Short problem: Transcribe the records below exactly.

Data for this task:
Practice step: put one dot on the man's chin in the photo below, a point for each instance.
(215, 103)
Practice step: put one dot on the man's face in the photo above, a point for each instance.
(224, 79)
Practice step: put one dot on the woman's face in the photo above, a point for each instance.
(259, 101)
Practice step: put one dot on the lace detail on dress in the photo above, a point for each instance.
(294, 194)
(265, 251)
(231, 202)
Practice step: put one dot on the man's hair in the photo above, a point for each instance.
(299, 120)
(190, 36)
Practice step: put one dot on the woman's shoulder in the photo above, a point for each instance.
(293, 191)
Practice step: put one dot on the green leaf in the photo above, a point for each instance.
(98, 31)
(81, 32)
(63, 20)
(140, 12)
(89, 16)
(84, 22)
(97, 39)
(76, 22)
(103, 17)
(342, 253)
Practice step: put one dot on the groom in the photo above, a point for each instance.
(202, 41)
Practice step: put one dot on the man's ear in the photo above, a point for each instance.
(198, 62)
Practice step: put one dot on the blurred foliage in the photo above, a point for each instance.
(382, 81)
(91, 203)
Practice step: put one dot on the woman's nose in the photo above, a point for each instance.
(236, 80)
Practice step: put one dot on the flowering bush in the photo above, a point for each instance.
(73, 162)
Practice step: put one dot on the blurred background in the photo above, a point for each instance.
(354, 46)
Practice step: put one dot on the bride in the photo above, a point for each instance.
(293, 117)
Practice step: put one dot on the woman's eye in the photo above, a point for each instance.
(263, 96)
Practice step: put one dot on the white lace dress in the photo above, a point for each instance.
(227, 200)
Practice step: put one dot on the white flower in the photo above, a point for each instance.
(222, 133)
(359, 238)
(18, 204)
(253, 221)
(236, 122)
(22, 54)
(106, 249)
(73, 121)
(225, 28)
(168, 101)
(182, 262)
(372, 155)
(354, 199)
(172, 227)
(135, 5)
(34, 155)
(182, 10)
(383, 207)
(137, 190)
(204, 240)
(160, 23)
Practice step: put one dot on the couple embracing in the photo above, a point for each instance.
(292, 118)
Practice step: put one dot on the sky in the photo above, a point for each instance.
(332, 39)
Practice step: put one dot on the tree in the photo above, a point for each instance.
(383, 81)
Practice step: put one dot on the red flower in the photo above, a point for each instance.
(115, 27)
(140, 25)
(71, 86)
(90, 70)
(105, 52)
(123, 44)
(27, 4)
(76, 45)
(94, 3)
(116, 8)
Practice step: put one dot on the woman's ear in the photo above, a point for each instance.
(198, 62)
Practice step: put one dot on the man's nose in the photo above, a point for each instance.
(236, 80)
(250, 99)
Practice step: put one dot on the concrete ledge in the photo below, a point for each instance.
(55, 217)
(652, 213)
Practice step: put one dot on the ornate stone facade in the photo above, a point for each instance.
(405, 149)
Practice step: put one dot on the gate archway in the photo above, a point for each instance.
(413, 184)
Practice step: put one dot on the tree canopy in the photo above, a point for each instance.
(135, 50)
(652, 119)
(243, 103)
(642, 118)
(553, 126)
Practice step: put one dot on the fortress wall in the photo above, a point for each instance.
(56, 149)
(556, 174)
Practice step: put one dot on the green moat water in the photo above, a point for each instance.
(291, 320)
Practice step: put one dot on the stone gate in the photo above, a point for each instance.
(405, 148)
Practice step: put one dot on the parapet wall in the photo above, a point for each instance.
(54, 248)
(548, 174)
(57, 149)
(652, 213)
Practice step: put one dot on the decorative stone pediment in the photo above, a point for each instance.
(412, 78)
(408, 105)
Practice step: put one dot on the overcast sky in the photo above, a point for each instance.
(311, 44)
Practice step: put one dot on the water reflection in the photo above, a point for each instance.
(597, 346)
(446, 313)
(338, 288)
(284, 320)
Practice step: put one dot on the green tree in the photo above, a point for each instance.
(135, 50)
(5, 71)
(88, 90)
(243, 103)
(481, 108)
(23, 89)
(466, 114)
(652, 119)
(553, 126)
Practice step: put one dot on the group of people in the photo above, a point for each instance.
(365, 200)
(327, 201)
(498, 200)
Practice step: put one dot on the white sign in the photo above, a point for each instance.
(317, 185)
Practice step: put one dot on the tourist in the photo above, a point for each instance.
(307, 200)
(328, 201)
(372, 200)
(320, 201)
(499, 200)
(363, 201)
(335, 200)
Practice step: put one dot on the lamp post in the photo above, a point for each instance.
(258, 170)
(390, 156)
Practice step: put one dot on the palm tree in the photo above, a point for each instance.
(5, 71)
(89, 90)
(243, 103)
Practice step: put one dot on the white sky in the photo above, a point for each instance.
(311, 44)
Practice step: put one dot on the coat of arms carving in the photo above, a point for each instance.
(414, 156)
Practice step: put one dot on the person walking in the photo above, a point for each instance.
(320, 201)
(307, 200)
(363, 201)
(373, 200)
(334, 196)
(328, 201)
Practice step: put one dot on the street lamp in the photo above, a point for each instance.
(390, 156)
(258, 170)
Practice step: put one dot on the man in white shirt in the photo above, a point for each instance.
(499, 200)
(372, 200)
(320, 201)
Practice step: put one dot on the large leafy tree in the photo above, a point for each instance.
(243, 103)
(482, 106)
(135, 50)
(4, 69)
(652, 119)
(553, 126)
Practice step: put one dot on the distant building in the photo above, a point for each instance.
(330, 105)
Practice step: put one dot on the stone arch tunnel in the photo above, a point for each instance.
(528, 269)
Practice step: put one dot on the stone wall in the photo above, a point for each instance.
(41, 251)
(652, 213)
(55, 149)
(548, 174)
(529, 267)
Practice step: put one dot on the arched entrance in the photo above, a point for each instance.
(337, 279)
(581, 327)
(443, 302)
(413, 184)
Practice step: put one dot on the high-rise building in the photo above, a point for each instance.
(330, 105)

The reply:
Practice step: put one dot on the man's chin in the photo below, a point for each instance.
(215, 103)
Practice step: put one dot on the man's face in the photo above, a point for each instance.
(224, 79)
Practice step: put one dot on the woman's face in the photo above, a point for each instance.
(259, 101)
Practice step: put one dot on the lace detail on dress in the photo above, a point for each instance.
(294, 194)
(265, 251)
(231, 202)
Practice step: put one dot on the man's hair in the photo above, a point for each instance.
(299, 120)
(190, 36)
Practice step: put one dot on the woman's shoulder in the photo above, a point for each instance.
(293, 191)
Practice step: put one dot on the green leaf in the photo above, a point for each instance.
(98, 31)
(81, 32)
(63, 20)
(140, 12)
(89, 16)
(84, 22)
(97, 39)
(76, 22)
(103, 17)
(342, 253)
Practice step: put one dot on the groom in the photo above, a point for each instance.
(202, 41)
Practice step: put one dot on the man's ear in the photo above, a point for each instance.
(198, 62)
Practice step: put one dot on the blurred foliage in the photo above, a point for each instance.
(382, 81)
(91, 203)
Practice step: put one dot on the woman's nose in the photo above, a point for each instance.
(236, 80)
Practice step: put one dot on the flowering bush in the photo above, a point for each instance.
(73, 162)
Practice step: put one dot on the blurred background in the photo above, a point for each instance.
(354, 46)
Practice step: put one dot on the bride in the photo above, a point for each instance.
(293, 117)
Practice step: put one dot on the woman's eye in the photo above, a point for each instance.
(263, 96)
Practice step: put one dot on the white lace dress in the photo above, a point for each instance.
(227, 200)
Practice step: put one dot on the white flower in the photo above, a point for each instance.
(222, 133)
(359, 238)
(18, 204)
(253, 221)
(236, 122)
(22, 54)
(106, 249)
(73, 121)
(225, 28)
(168, 101)
(182, 262)
(372, 155)
(354, 199)
(172, 227)
(135, 5)
(34, 155)
(182, 10)
(383, 207)
(137, 190)
(204, 240)
(160, 23)
Practice step: put one dot on the couple embracing in the photo above, a point for each instance.
(292, 118)
Practice step: put one dot on the sky in the photo above, a point for each instance.
(332, 39)
Practice step: put one dot on the tree in the photo above, a point for each instance.
(383, 81)
Practice step: put one dot on the red flower in the photo above, a point for each instance.
(115, 27)
(140, 25)
(71, 86)
(90, 70)
(105, 52)
(123, 44)
(27, 4)
(76, 45)
(94, 3)
(116, 8)
Practice step: put one dot on the woman's ear in the photo above, a point for each instance.
(198, 62)
Practice step: put one dot on the man's nose in the photo above, a point for each instance.
(236, 80)
(250, 99)
Practice step: put one dot on the concrete ledge in the photo below, a point for each instance.
(55, 217)
(652, 213)
Practice step: put one dot on the ornate stone facade in the photo above, a point for each instance.
(405, 149)
Practice step: put one dot on the gate archway in the photo above, a point for each instance.
(413, 184)
Practice step: put one dot on the tree canopy in the photo above, a point for each instance.
(135, 50)
(652, 119)
(243, 103)
(642, 118)
(553, 126)
Practice step: put one dot on the fortress wall in the photo above, a point for each instance.
(56, 149)
(556, 174)
Practice step: put one dot on the green moat water in the photo above, a point for each instance.
(291, 320)
Practice step: put one dot on the stone gate in the photo above, a point for each instance.
(405, 148)
Practice step: put one dot on the parapet wall in the photo above, a point for each instance.
(54, 248)
(548, 174)
(57, 149)
(652, 213)
Practice step: put one dot on the decorative stone pediment in the photo above, a point for each instance.
(412, 78)
(408, 105)
Practice step: put one dot on the overcast sky in the photo above, a point for each instance.
(311, 44)
Practice step: put one dot on the water reflection in the photo above, a point for each instance.
(597, 346)
(446, 313)
(338, 288)
(284, 320)
Practice step: put one dot on the green tree in the photo above, a point for each instance.
(135, 50)
(5, 71)
(88, 90)
(243, 103)
(481, 108)
(23, 89)
(466, 114)
(652, 119)
(553, 126)
Practice step: put one dot on the group of people in the photo above, a point for each instance.
(365, 200)
(327, 201)
(498, 200)
Practice step: put one dot on the white sign in the photo above, a point for each instance.
(317, 185)
Practice step: put one dot on the tourist in the photo above, a point for each instance.
(307, 200)
(328, 201)
(372, 200)
(320, 201)
(499, 200)
(363, 201)
(335, 200)
Practice step: put one dot on the lamp post in the photo above, a point for each instance.
(258, 170)
(390, 156)
Practice step: put one dot on the palm tree in the photo above, a point for each instance.
(5, 71)
(89, 90)
(243, 103)
Practice step: put one dot on the white sky in the photo above, a point for each instance.
(311, 44)
Practice step: put one dot on the coat of arms carving in the photo above, a point for each instance.
(414, 156)
Practice step: put one dot on the person walking in the photo above, a point for each instance.
(320, 201)
(307, 200)
(363, 201)
(373, 200)
(334, 196)
(328, 201)
Practice step: put one dot on the street lamp in the photo above, a point for each instance.
(390, 156)
(258, 170)
Practice step: put one dot on the man in white shirt in the photo above, a point for each instance.
(499, 200)
(372, 200)
(320, 201)
Practice step: put one dot on the large leafy tree in the photo above, a point for each instance.
(243, 103)
(482, 106)
(135, 50)
(4, 69)
(652, 119)
(553, 126)
Practice step: put one dot on the distant building in the photo above, a point for each instance.
(330, 105)
Practice step: put one dot on the stone arch tunnel in the photo above, a point for each instance.
(528, 269)
Practice step: put one dot on the stone wall in the photo above, a point for each instance.
(41, 251)
(652, 213)
(55, 149)
(548, 174)
(529, 267)
Practice step: put one dot on the arched entrance in the photo above, a point for each instance.
(337, 279)
(581, 327)
(443, 302)
(413, 184)
Practice step: put one dot on the high-rise building in the photo above, a point for each instance.
(330, 105)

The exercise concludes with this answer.